ENTRIES SUPPLIED —

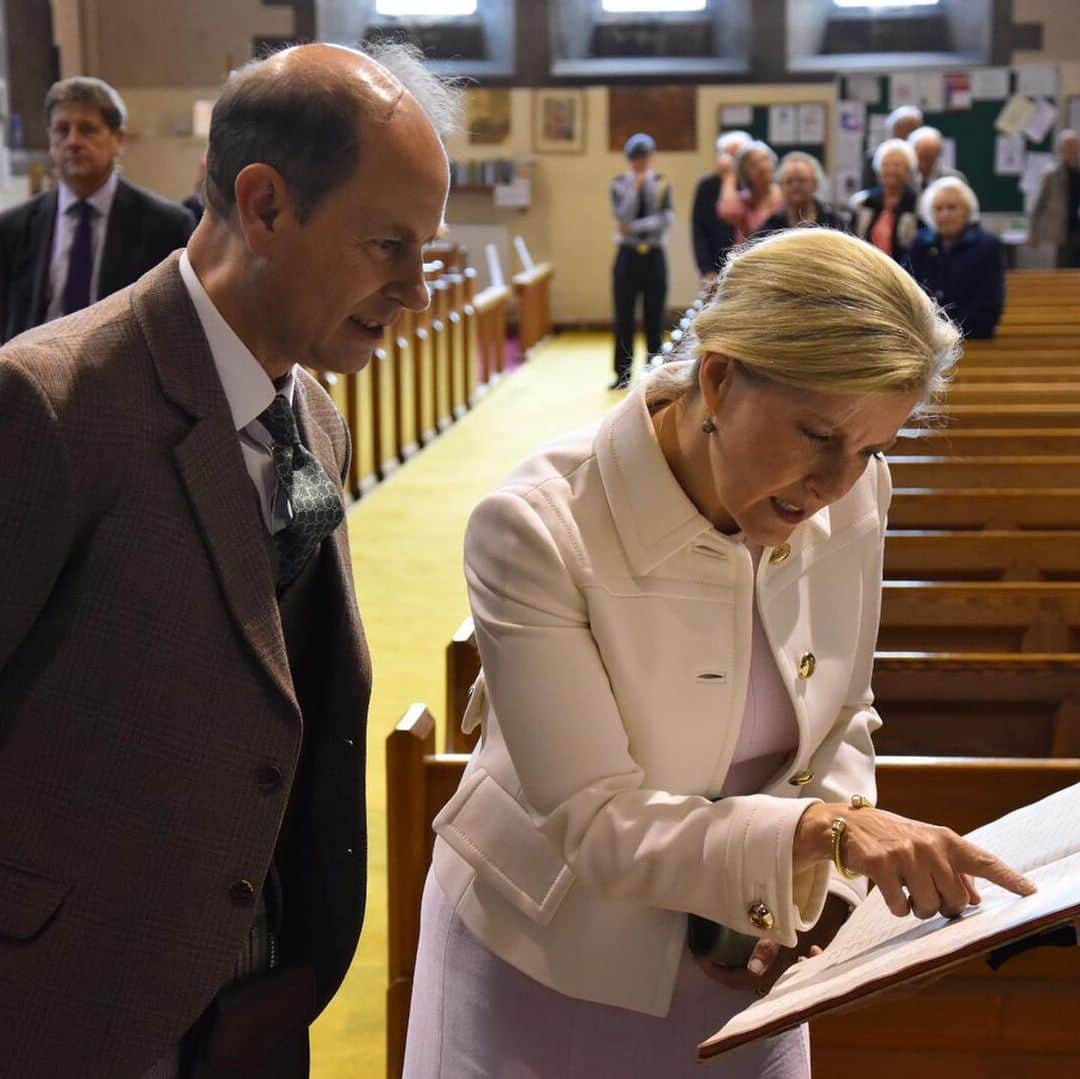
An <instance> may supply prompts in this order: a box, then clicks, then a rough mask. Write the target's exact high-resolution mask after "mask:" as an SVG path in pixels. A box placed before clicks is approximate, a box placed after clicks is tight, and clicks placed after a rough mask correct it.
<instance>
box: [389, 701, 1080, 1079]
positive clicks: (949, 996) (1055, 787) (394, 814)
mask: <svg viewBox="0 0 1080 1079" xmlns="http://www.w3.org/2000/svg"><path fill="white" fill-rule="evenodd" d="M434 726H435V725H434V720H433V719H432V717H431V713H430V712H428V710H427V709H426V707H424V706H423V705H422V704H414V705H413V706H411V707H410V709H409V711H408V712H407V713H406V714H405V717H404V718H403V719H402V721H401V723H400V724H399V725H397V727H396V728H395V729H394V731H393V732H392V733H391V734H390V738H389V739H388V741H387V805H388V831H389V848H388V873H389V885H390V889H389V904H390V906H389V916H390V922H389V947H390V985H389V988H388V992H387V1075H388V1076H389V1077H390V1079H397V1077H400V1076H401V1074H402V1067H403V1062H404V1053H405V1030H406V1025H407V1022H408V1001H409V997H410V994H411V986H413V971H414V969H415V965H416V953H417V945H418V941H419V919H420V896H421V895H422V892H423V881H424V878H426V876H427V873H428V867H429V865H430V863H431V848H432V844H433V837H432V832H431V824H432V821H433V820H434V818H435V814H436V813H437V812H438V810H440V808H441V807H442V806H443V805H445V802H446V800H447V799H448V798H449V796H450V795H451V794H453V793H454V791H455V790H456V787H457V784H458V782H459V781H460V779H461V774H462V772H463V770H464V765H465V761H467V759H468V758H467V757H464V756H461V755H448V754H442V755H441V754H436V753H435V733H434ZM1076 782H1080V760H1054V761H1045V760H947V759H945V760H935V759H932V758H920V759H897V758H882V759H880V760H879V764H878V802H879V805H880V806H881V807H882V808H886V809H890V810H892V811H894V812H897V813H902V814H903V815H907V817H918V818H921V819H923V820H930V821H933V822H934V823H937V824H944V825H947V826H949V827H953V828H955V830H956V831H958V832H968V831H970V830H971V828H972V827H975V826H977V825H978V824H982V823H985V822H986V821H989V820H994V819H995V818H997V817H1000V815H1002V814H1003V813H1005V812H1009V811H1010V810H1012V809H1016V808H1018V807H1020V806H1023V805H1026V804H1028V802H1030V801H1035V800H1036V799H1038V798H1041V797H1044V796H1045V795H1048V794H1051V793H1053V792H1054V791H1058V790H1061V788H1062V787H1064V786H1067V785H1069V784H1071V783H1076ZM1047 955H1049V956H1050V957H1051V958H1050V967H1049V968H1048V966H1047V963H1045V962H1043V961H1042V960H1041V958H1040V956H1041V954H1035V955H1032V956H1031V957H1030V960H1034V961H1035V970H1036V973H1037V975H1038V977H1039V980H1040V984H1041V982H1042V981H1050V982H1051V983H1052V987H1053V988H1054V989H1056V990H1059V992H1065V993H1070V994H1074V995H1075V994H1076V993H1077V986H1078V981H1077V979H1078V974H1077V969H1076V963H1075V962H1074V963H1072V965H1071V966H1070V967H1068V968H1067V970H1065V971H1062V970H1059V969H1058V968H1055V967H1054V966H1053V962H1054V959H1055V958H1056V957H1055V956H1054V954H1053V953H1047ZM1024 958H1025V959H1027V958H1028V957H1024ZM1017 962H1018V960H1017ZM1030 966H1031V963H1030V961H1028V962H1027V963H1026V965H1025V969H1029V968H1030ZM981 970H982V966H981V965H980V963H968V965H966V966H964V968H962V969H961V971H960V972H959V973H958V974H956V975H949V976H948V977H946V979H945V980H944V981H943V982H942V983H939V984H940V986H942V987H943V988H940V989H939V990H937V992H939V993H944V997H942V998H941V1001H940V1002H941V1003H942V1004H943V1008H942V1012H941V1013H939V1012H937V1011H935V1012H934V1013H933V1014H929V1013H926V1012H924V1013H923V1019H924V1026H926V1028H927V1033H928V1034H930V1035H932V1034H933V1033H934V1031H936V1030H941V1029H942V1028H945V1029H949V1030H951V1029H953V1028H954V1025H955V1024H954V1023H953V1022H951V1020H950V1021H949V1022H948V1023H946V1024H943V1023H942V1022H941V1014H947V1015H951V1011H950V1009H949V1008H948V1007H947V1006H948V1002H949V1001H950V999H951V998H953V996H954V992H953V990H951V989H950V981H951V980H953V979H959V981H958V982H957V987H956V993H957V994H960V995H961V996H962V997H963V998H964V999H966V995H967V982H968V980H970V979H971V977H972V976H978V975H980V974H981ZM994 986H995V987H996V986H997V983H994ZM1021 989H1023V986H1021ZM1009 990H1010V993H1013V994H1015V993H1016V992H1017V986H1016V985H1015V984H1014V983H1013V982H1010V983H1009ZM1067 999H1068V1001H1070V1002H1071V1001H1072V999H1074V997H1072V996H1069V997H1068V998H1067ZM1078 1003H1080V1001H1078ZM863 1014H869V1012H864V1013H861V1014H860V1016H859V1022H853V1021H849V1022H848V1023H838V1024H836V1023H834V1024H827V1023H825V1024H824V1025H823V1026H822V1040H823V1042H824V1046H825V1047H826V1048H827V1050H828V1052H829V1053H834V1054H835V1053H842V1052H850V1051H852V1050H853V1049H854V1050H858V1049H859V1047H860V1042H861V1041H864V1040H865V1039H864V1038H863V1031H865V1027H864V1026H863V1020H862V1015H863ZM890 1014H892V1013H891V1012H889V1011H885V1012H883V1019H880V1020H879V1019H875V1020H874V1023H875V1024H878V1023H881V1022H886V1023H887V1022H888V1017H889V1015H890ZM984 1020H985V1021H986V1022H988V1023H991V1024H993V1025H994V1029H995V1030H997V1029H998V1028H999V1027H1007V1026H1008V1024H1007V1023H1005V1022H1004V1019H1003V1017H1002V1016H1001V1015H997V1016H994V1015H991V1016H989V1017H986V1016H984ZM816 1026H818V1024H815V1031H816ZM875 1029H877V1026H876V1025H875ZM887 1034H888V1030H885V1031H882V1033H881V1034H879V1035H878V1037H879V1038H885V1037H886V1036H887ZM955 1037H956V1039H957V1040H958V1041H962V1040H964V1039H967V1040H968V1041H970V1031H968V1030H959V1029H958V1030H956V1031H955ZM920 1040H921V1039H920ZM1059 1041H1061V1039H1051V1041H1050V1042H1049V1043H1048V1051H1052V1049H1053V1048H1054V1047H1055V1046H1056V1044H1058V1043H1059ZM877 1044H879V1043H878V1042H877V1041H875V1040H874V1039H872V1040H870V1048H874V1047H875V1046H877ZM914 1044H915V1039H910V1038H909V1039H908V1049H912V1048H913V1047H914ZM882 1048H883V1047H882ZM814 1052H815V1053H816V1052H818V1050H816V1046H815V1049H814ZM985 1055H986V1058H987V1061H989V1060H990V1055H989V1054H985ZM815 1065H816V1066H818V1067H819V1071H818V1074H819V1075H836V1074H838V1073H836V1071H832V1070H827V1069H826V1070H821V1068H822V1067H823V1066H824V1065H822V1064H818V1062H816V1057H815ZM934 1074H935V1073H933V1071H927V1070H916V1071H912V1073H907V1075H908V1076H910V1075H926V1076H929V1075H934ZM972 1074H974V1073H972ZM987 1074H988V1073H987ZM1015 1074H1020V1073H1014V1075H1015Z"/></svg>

---

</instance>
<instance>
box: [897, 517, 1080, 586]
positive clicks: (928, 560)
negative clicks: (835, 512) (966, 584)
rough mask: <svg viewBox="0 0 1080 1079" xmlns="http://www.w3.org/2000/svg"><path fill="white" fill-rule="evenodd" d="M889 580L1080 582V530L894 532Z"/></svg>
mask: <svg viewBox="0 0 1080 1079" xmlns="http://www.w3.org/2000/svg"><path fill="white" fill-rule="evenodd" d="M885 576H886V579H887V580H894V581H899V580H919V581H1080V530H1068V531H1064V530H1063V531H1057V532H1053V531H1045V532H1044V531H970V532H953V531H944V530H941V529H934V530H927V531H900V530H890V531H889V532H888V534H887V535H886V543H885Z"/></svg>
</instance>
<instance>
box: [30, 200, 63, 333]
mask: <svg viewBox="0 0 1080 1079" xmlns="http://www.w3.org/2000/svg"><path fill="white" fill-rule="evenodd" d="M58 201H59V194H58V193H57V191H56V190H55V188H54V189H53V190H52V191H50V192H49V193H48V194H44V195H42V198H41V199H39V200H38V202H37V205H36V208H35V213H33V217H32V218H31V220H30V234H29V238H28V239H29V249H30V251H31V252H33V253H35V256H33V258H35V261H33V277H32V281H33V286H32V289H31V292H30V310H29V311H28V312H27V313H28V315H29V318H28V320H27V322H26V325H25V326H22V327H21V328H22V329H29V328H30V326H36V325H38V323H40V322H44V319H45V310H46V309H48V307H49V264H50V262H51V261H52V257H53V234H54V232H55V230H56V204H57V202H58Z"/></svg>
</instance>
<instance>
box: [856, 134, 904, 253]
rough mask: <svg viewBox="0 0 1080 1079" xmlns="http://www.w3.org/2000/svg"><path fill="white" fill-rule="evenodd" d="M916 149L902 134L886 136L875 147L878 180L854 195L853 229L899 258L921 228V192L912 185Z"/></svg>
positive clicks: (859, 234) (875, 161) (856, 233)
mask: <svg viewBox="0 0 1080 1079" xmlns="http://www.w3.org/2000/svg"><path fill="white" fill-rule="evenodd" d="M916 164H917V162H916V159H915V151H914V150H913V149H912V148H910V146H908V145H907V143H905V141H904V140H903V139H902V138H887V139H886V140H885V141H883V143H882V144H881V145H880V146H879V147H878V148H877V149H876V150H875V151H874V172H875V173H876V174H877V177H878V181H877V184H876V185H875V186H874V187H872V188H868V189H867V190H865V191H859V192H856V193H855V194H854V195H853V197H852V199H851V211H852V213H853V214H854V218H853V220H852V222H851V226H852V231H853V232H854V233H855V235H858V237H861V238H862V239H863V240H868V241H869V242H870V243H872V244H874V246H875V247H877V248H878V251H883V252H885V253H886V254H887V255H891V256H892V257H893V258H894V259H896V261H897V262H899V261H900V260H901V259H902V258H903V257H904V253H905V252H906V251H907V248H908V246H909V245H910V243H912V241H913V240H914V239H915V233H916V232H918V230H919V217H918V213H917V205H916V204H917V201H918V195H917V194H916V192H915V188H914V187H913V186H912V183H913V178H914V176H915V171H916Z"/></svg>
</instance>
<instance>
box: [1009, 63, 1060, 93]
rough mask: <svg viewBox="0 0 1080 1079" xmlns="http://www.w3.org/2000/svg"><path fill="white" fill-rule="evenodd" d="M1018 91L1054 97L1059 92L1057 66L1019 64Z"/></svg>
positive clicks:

DIRECTIVE — Copy the lines above verbatim, starting at the line containing "An <instance> may" and ending at the line containing "positive clicks: (949, 996)", including both of those lines.

SOLUTION —
An <instance> may supply prompts in this order: a box, then clicks, then a rough mask. Write the target's exact high-resolution mask after "mask:" as an SVG path in pixels. A box placed before clicks is approximate, a box placed after clicks is tight, and clicks placed after a rough mask correct it.
<instance>
box: [389, 701, 1080, 1079]
positive clicks: (949, 996) (1055, 787) (394, 814)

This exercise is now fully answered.